GIVEN REQUEST:
Please locate every line in the entries below that contains the word "countertop" and copy each one.
####
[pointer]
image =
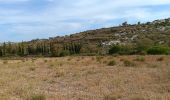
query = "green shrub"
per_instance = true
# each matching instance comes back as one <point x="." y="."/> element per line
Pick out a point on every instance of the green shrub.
<point x="37" y="97"/>
<point x="5" y="62"/>
<point x="112" y="63"/>
<point x="141" y="59"/>
<point x="160" y="59"/>
<point x="157" y="50"/>
<point x="114" y="49"/>
<point x="128" y="63"/>
<point x="120" y="49"/>
<point x="64" y="53"/>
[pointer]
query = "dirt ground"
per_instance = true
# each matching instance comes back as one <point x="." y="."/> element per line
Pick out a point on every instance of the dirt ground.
<point x="86" y="78"/>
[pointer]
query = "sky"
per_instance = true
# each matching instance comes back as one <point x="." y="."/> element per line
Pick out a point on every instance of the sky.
<point x="32" y="19"/>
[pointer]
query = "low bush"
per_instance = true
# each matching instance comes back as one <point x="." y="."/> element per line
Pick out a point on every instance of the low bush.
<point x="141" y="59"/>
<point x="158" y="50"/>
<point x="128" y="63"/>
<point x="112" y="63"/>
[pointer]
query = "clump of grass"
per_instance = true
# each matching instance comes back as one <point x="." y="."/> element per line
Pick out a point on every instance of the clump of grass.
<point x="108" y="97"/>
<point x="112" y="63"/>
<point x="37" y="97"/>
<point x="45" y="60"/>
<point x="160" y="59"/>
<point x="128" y="63"/>
<point x="59" y="74"/>
<point x="32" y="68"/>
<point x="5" y="62"/>
<point x="99" y="58"/>
<point x="141" y="59"/>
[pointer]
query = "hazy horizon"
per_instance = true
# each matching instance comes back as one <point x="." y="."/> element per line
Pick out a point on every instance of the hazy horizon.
<point x="32" y="19"/>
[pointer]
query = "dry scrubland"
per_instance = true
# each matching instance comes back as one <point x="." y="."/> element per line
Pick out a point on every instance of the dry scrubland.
<point x="86" y="78"/>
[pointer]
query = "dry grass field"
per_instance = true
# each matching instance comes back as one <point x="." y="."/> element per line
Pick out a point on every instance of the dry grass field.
<point x="86" y="78"/>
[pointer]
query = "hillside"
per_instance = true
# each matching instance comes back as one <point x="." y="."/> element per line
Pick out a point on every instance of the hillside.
<point x="99" y="41"/>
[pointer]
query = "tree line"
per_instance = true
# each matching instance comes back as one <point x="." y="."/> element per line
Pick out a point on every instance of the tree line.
<point x="39" y="49"/>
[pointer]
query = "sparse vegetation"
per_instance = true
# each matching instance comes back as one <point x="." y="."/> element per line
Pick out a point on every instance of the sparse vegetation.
<point x="86" y="78"/>
<point x="128" y="63"/>
<point x="112" y="63"/>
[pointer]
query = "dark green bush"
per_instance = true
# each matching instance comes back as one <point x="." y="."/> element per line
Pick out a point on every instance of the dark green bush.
<point x="112" y="63"/>
<point x="157" y="50"/>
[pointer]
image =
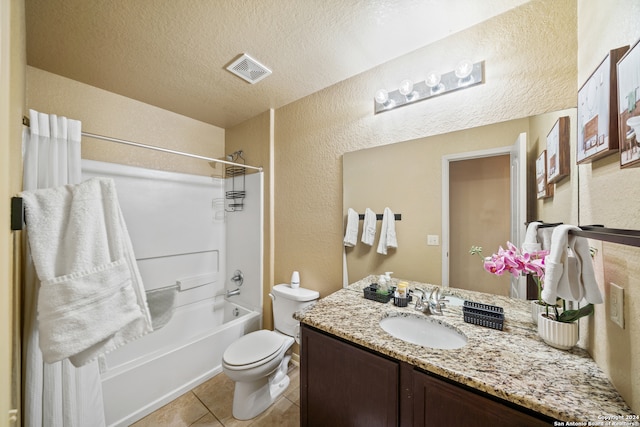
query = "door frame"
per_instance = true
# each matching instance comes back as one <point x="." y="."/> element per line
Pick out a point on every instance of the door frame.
<point x="446" y="160"/>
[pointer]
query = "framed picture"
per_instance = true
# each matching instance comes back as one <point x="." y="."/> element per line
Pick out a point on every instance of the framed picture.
<point x="629" y="107"/>
<point x="543" y="190"/>
<point x="558" y="151"/>
<point x="597" y="116"/>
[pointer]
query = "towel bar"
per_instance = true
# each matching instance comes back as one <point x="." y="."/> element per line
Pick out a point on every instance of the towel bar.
<point x="397" y="217"/>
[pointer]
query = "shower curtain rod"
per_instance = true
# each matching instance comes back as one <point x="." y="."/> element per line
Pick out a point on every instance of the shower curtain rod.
<point x="25" y="121"/>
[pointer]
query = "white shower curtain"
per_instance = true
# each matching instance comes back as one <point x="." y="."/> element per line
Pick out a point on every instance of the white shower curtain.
<point x="57" y="394"/>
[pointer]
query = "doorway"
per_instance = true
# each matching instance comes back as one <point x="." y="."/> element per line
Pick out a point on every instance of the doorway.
<point x="513" y="189"/>
<point x="479" y="215"/>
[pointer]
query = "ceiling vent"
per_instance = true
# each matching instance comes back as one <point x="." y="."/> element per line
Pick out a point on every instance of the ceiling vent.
<point x="248" y="69"/>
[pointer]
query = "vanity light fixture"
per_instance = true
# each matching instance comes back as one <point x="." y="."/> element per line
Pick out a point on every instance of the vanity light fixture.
<point x="466" y="74"/>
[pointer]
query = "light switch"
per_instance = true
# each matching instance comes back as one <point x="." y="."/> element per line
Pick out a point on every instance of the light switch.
<point x="616" y="304"/>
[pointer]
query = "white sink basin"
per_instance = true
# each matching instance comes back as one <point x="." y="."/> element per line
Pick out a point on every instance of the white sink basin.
<point x="424" y="331"/>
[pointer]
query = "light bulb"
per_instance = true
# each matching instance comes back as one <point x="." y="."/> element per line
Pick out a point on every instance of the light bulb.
<point x="463" y="72"/>
<point x="464" y="69"/>
<point x="382" y="97"/>
<point x="406" y="89"/>
<point x="433" y="81"/>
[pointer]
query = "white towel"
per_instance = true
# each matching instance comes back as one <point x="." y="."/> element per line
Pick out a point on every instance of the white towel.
<point x="530" y="243"/>
<point x="91" y="298"/>
<point x="569" y="270"/>
<point x="387" y="232"/>
<point x="351" y="233"/>
<point x="369" y="227"/>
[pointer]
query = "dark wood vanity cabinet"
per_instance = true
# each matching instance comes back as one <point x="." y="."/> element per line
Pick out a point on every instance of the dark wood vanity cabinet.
<point x="345" y="386"/>
<point x="441" y="403"/>
<point x="342" y="384"/>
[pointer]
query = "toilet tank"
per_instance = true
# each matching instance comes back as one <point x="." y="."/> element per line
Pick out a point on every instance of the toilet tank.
<point x="286" y="301"/>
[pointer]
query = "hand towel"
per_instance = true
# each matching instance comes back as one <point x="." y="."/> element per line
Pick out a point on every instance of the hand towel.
<point x="387" y="232"/>
<point x="369" y="227"/>
<point x="91" y="298"/>
<point x="162" y="304"/>
<point x="351" y="233"/>
<point x="569" y="270"/>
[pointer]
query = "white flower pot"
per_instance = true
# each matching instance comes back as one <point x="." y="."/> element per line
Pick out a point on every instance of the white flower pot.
<point x="537" y="308"/>
<point x="557" y="334"/>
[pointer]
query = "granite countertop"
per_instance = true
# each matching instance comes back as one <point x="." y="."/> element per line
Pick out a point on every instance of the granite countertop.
<point x="513" y="364"/>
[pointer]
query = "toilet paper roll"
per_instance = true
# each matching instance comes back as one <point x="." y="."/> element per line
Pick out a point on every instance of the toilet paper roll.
<point x="295" y="280"/>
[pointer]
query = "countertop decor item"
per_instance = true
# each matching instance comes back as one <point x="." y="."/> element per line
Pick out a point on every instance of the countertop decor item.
<point x="561" y="335"/>
<point x="373" y="293"/>
<point x="517" y="262"/>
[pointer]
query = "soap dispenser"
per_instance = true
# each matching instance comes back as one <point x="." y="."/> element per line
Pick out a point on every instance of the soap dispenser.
<point x="382" y="284"/>
<point x="387" y="276"/>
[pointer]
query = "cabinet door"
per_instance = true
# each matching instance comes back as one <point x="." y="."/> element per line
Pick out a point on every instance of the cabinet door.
<point x="342" y="385"/>
<point x="439" y="403"/>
####
EXERCISE ANSWER:
query = "granite countertop"
Pick out a point on every instance of the granite countertop.
query = "countertop decor item"
Pick out a point on every instance of the countertop decor item.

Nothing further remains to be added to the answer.